Dataset records:
►

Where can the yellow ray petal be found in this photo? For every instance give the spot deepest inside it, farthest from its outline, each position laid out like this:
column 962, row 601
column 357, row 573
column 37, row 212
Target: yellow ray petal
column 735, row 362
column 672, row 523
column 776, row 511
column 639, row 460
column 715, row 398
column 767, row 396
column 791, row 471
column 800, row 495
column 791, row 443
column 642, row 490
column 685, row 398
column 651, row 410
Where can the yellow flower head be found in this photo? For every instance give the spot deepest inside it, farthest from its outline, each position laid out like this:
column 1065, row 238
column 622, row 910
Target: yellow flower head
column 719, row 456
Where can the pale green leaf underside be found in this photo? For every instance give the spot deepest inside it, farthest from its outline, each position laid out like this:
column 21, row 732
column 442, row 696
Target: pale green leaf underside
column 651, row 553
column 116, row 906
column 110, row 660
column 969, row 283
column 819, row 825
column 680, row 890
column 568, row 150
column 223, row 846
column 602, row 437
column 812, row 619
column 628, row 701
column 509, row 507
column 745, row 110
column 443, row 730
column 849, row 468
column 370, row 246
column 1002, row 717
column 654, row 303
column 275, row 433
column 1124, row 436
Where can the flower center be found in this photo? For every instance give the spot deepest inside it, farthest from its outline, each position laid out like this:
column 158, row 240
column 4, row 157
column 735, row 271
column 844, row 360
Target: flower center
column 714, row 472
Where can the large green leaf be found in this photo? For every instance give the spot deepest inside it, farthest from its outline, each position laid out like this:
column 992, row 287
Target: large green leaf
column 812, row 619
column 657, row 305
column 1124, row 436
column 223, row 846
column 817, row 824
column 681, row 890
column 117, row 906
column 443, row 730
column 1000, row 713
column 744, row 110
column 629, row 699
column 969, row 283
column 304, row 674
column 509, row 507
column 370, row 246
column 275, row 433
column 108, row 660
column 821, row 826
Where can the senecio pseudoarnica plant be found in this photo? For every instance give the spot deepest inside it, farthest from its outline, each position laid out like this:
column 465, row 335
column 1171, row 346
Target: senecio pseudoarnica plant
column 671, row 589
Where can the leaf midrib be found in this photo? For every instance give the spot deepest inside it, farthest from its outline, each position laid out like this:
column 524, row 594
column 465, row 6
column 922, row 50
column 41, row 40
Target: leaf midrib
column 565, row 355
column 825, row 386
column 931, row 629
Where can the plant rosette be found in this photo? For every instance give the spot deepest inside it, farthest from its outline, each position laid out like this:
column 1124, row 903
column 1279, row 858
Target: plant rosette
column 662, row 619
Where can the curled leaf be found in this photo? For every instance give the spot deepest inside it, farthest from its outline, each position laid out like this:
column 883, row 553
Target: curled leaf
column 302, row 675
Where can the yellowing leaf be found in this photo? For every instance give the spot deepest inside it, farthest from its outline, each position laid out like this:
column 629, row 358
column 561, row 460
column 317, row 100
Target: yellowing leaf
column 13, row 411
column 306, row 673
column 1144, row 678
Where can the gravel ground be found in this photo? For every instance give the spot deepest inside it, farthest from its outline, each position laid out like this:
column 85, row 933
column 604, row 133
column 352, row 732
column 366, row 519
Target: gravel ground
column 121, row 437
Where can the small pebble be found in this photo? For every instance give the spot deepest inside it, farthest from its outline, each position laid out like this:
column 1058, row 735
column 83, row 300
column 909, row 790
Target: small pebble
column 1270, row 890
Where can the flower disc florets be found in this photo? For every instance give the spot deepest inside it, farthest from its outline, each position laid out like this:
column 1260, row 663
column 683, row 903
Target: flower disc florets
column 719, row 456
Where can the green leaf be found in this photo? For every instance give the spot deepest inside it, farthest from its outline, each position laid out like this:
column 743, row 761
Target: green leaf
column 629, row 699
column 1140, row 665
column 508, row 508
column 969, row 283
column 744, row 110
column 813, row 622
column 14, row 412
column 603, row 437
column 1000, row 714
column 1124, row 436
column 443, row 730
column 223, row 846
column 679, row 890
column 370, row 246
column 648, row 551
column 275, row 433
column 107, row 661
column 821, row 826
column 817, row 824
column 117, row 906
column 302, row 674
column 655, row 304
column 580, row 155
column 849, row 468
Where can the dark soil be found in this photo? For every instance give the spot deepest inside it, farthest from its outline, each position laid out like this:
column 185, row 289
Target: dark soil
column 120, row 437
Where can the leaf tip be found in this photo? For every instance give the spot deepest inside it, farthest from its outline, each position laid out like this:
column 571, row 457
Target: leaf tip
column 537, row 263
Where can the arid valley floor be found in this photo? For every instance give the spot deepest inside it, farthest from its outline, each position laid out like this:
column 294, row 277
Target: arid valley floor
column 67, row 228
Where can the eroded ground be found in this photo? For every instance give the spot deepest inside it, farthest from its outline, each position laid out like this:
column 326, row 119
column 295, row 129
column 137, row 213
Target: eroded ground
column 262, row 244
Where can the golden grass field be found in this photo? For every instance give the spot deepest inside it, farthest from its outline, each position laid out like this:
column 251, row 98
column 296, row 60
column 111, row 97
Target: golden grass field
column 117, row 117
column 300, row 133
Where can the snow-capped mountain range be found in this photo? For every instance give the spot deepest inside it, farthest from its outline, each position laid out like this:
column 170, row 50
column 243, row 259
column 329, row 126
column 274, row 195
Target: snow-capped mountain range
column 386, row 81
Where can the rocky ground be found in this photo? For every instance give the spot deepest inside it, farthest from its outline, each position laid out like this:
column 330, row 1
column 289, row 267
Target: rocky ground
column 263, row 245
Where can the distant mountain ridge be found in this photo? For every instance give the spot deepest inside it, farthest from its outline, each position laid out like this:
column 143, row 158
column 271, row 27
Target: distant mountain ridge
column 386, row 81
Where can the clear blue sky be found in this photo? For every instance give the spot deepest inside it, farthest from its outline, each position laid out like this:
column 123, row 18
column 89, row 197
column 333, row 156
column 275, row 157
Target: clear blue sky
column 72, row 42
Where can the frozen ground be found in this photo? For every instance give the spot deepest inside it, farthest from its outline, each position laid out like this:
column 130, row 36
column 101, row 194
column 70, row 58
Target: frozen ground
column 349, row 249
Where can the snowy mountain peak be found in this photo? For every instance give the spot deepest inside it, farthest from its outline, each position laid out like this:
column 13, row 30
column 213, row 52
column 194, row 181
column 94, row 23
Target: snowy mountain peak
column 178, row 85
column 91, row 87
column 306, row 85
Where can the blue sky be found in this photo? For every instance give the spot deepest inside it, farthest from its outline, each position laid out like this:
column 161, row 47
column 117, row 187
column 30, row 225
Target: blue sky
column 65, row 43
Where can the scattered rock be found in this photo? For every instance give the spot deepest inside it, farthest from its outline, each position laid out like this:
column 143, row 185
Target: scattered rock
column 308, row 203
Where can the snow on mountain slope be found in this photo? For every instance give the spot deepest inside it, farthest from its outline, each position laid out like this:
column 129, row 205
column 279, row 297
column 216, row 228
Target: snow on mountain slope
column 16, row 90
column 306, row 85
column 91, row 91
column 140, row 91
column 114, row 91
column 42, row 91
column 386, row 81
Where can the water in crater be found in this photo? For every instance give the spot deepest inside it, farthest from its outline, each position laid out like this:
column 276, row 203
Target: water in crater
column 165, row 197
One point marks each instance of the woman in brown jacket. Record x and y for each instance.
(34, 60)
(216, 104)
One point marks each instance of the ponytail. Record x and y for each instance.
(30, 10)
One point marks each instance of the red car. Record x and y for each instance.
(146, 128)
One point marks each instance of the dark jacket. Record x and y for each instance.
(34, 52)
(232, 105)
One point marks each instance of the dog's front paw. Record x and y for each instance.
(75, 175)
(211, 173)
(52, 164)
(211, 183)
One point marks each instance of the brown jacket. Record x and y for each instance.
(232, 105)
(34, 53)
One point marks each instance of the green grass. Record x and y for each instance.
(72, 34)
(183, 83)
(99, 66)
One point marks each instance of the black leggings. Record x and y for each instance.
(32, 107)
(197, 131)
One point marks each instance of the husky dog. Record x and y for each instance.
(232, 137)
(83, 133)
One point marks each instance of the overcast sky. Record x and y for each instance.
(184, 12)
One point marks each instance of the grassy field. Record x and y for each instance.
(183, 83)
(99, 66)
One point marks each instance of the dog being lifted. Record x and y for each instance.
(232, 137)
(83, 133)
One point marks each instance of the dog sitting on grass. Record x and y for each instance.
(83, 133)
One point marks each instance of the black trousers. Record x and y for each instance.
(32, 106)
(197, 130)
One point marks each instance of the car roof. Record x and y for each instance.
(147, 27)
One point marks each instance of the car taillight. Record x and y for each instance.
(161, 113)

◄

PROBLEM: Copy the lines of the records from the line containing "Where can the leaf midrib" up to and including the line containing "column 931, row 629".

THE COMPLETED TASK:
Where can the leaf midrib be found in this photo? For every instance give the spot deepest inside it, farthest from its outline, each position laid out like this:
column 524, row 594
column 465, row 6
column 922, row 50
column 41, row 40
Target: leaf midrib
column 565, row 355
column 825, row 386
column 931, row 629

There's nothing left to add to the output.